**About this task**
Output all of the data below exactly as given.

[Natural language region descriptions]
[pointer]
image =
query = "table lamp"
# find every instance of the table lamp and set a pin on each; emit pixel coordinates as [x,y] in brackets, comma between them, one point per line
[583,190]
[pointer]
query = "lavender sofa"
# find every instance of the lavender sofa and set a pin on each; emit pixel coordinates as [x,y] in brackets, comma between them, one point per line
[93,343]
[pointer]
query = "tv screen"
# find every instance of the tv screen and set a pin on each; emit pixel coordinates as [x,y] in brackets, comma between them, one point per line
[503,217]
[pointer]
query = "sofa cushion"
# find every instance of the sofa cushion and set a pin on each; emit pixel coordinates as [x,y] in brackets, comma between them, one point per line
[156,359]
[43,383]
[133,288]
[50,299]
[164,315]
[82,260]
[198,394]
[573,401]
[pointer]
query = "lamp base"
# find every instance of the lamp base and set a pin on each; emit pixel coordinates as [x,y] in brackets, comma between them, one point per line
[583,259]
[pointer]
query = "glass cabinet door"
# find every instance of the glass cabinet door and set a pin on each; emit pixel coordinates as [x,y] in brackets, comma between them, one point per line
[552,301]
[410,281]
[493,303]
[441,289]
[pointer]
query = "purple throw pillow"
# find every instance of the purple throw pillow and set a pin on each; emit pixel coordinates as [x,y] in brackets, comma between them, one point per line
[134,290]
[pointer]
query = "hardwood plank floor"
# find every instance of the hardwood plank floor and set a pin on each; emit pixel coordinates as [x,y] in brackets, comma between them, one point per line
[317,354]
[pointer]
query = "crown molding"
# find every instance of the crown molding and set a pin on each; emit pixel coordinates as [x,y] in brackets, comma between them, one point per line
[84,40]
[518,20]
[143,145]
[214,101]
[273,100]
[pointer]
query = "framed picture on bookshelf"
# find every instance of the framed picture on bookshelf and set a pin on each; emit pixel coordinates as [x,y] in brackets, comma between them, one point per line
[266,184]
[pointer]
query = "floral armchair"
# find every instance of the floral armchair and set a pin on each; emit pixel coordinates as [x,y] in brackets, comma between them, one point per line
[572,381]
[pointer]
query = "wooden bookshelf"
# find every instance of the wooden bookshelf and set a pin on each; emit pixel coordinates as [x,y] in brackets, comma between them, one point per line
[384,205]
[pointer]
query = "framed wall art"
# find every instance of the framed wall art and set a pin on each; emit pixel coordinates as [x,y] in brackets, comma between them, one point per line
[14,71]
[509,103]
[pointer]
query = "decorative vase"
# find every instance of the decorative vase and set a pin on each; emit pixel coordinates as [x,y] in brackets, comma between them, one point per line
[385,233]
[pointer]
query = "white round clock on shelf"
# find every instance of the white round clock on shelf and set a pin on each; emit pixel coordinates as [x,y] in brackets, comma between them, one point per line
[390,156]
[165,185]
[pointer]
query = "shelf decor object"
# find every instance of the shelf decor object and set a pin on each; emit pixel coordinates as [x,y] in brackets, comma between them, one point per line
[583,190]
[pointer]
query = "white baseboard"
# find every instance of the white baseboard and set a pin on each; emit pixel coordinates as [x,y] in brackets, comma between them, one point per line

**Reply**
[pointer]
image =
query = "table lamp"
# find every instance of the table lamp and set a pin on each; emit pixel coordinates as [x,y] in brackets, comma between them, one point per line
[583,190]
[pointer]
query = "lavender sofa"
# find every instance of the lavender sofa and set a pin on each; emit pixel coordinates as [x,y] in brackets, comma between them, one point per line
[93,343]
[pointer]
query = "tv screen"
# find every instance of the tv screen and set a pin on each; emit pixel coordinates as [x,y] in brackets, comma between them, one point per line
[503,217]
[pointer]
query = "sofa cushion"
# find every instance of the sofa cushion and set a pin on each; emit pixel coordinates as [x,y] in brackets, comma between them, one point per line
[156,359]
[43,383]
[133,288]
[50,299]
[164,315]
[82,260]
[198,394]
[573,401]
[pointer]
query = "lamp base"
# find every instance of the lamp base and set a pin on each; emit pixel coordinates as [x,y] in brackets, comma between them, one point per line
[583,259]
[pointer]
query = "glass cabinet door"
# find every instance of the glass cabinet door and set a pin on each; emit pixel coordinates as [x,y] in brackets, comma between them, one point per line
[552,301]
[410,281]
[493,303]
[441,289]
[pointer]
query = "purple throw pillow"
# find every instance of the purple throw pillow and set a pin on each; emit pixel coordinates as [x,y] in brackets, comma between them, one point per line
[134,290]
[pointer]
query = "hardwood plank floor"
# find every instance of the hardwood plank floor and set a pin on each; emit pixel coordinates as [x,y] in brackets, comma between them, one point per line
[317,354]
[pointer]
query = "crown molding"
# find every instance of the crown molding and set a pin on each; emit pixel coordinates as [x,y] in brackets, comma between them, one point per line
[84,40]
[518,20]
[143,145]
[214,101]
[273,100]
[pointer]
query = "framed picture on bookshelf"
# find every instance of the framed picture on bookshelf and set a pin on each; emit pixel coordinates as [x,y] in brackets, comma between them, one point per line
[266,184]
[pointer]
query = "floral armchair"
# find every instance of the floral armchair and set a pin on each; emit pixel coordinates as [x,y] in brackets, comma between them, one point per line
[572,381]
[pointer]
query = "wooden bookshelf"
# find every instance of the wooden bookshelf and set a pin on each; emit pixel coordinates as [x,y] in brackets, comma between them, one point per line
[384,205]
[pointer]
query = "framed wall art"
# find every instance of the framed wall art and set a pin on each; emit pixel coordinates as [x,y] in brackets, comma between them, one point per line
[14,71]
[509,103]
[pointer]
query = "decorative vase"
# find every instance of the decorative vase and set a pin on each; emit pixel coordinates as [x,y] in brackets, comma between them, one point per line
[385,233]
[pointer]
query = "white round clock on shelf"
# find every instance of the white round clock on shelf and set a pin on each; emit pixel coordinates as [x,y] in brackets, comma between them, one point per line
[390,156]
[165,185]
[pointer]
query = "shelf decor object"
# find every instance of the shelf decor object and set a pin on each; emit pixel coordinates as [x,y] in brackets, comma between them, one point per line
[583,190]
[pointer]
query = "white baseboard"
# find every instance of the white baseboard and set a pin on each; emit pixel coordinates as [x,y] in brackets, comma between them, one point per line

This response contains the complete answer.